学長ブログ

12. 爛柯軒(らんかけん)

訪問客があり、緑の多いキャンパスを案内しました。時間がなかったので、目指すは洞雲亭と爛柯軒です。

1号館から出発。正門を背後に講義棟9号館を前に見る時計塔のある空間に出ます。ここは正門からまっすぐに伸びてキャンパスを縦断するメインプロムナードに位置します。

正門から緩やかな坂道の両側には、春日井市の制定した市の木でもあるケヤキ並木が続いて、上り坂の左手に緑に覆われた創立者胸像の庭、右手は1号館前の庭園です。

上りきったところに時計塔があり、右手に1号館、左手には緑の芝生が広がり、現代教育学部のある70号館まで200メートルにわたるグリーンゾーンがあり、ここも両側にはケヤキ並木が続いています。

芝生の中ほどにはロタンダと呼ばれる白いドーム型の建造物がありますが、これは今から23年前、姉妹校オハイオ大学から、中部大学開学30周年と姉妹校提携20周年を祝って寄贈されたものです。雰囲気を伝えるために大学案内で見つけた、パノラマ写真をつけておきます。

メインプロムナードの正面に立つ白亜の講義棟9号館1階右側ピロティでは、テーブルを囲んで学生が談笑しています。9号館の吹き抜けをくぐり、キャンパスプラザを右手に、第一学生ホールを左手に見ながら客人と二人、歩を進めます。 

不言実行館の前を通り過ぎて、講義棟10号館と国際関係学部20号館をつなぐ渡り廊下をくぐると、緑がさらに増えて、池が見えてきます。メインプロムナードはここで、ゆるくカーブし、左手奥に体育館を見て、さらに生命健康科学部の建物に向かって歩くと、人文学部の前に、がらりと趣の違う茅葺(かやぶき)の小さな屋根がついた門に到着です。そこには
工法庵 洞雲亭と書いた小さな石碑が立っていて、私たち二人は、頭をかがめて中に入りました。

客人はキャンパスの中に、こんなにも静寂な池と緑の豊富な空間があることにまず驚かれます。書院・洞雲亭(どううんてい)に入り、土間で靴を脱いで上がると、まず目に留まるのが机の上に置かれた芳名帳です。2年前に作家曽野綾子氏も訪れて、署名を残しています。中部大学のキャンパスを「濃尾平野の天香具山」(Voice 2015年8月号)と絶賛してくださり、「この酸素発生器の様な森で4年間を過ごせる学生たちは幸せ」と彼女が書いていたことを思い出しました。

洞雲亭の室内を進むと、奥に茶室工法庵(くほうあん)があります。千利休(せんのりきゅう)の茶室を再現したという小さな部屋は、実に不思議な、心の落ち着く哲学的な空間です。

____________

### [短い課題 A]
次の(i)〜(iii)の記述が本文の内容と一致するかどうかを、それぞれ「はい」か「いいえ」で答え、判断の根拠となる本文の語句を正確に引用してください。(i) ロタンダは姉妹校オハイオ大学から寄贈された建造物である。(ii) 時計塔から70号館までのグリーンゾーンは300メートルにわたる。(iii) 茶室工法庵は洞雲亭の門を入ってすぐ手前にある。
### [短い課題 B]
本文のうち、「訪問客があり、緑の多いキャン」で始まり「立者胸像の庭、右手は1号館前の庭園です。」で終わる部分を、一字も変えずに再掲してください。
次の一覧は本文とは別の資料です。

____________

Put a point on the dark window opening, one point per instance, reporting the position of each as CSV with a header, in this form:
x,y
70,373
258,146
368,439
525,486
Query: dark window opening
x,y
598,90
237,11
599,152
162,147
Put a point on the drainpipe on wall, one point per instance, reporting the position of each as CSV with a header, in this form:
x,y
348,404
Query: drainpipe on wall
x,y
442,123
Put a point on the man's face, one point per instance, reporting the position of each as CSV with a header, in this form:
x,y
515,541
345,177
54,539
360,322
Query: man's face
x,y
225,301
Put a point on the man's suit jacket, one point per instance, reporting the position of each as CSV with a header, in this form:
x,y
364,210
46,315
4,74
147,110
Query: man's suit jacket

____________

### [解答 A]
(i) はい:「姉妹校オハイオ大学から、中部大学開学30周年と姉妹校提携20周年を祝って寄贈されたものです」
(ii) いいえ:「現代教育学部のある70号館まで200メートルにわたるグリーンゾーンがあり」
(iii) いいえ:「洞雲亭の室内を進むと、奥に茶室工法庵(くほうあん)があります」

### [解答 B]
訪問客があり、緑の多いキャンパスを案内しました。時間がなかったので、目指すは洞雲亭と爛柯軒です。

1号館から出発。正門を背後に講義棟9号館を前に見る時計塔のある空間に出ます。ここは正門からまっすぐに伸びてキャンパスを縦断するメインプロムナードに位置します。

正門から緩やかな坂道の両側には、春日井市の制定した市の木でもあるケヤキ並木が続いて、上り坂の左手に緑に覆われた創立者胸像の庭、右手は1号館前の庭園です。